(Data excerpts)

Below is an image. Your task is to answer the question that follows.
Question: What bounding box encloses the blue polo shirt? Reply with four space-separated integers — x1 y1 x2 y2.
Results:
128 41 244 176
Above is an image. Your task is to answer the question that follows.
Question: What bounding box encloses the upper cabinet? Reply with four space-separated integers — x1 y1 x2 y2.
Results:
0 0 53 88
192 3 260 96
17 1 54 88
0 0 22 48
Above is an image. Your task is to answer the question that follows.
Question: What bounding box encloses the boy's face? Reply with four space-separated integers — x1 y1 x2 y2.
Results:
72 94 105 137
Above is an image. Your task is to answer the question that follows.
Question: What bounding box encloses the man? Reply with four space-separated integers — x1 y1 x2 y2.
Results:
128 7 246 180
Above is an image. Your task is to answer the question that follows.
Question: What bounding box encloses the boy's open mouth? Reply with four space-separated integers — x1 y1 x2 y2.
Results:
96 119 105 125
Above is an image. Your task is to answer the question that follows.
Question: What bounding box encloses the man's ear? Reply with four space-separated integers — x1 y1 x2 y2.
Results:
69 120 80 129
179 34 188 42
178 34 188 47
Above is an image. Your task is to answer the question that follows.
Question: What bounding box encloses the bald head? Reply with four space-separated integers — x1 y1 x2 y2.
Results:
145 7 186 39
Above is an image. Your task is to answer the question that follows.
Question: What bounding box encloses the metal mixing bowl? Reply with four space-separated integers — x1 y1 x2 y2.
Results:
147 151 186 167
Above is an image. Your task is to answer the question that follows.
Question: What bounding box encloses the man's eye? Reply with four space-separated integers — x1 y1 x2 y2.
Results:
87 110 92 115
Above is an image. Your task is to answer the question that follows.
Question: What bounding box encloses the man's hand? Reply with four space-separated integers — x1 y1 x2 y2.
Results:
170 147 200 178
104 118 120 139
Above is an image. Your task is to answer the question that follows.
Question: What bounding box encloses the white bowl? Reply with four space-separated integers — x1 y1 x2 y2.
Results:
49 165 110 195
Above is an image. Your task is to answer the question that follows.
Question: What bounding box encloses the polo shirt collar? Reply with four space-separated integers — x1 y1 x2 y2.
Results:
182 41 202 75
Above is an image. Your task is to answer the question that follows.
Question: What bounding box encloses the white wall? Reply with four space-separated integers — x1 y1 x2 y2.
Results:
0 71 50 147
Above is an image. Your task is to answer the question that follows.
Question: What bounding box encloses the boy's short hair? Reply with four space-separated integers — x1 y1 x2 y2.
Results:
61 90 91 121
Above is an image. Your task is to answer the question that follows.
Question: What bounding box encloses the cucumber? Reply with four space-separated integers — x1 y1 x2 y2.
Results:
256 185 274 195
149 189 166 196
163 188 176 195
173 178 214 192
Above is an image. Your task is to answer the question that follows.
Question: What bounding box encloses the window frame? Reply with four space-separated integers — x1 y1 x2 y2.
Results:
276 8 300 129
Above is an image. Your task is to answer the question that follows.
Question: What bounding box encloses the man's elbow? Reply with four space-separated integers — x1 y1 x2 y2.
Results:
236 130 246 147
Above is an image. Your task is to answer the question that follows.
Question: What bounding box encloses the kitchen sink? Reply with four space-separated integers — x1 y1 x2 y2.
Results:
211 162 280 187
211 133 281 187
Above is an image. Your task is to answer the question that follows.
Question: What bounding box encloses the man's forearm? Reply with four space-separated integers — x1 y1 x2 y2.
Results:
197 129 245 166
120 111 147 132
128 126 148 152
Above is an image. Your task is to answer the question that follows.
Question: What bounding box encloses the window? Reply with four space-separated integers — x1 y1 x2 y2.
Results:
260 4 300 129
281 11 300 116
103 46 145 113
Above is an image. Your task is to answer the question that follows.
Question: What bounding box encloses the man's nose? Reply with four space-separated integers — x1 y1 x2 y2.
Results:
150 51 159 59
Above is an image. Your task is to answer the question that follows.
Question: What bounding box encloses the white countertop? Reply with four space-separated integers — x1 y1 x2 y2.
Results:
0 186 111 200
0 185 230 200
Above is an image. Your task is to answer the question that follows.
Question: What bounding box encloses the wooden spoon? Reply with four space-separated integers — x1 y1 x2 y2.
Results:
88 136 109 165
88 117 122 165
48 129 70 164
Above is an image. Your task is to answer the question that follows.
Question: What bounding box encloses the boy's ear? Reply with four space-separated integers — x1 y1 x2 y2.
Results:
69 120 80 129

• _Exercise aim_
Each line above from the one with "Question: What bounding box encloses the blue" up to and including the one with "Question: What bounding box encloses the upper" must be set down exactly, and no line outside that span may appear.

• _The answer_
Question: What bounding box encloses the blue polo shirt? Reply with four space-separated integers — x1 y1 x2 y2.
Results:
128 41 244 176
Above is an image. Your task is to answer the question that follows.
Question: What bounding box encloses the upper cabinet? Reply with four space-separated integers — x1 y1 x2 y2.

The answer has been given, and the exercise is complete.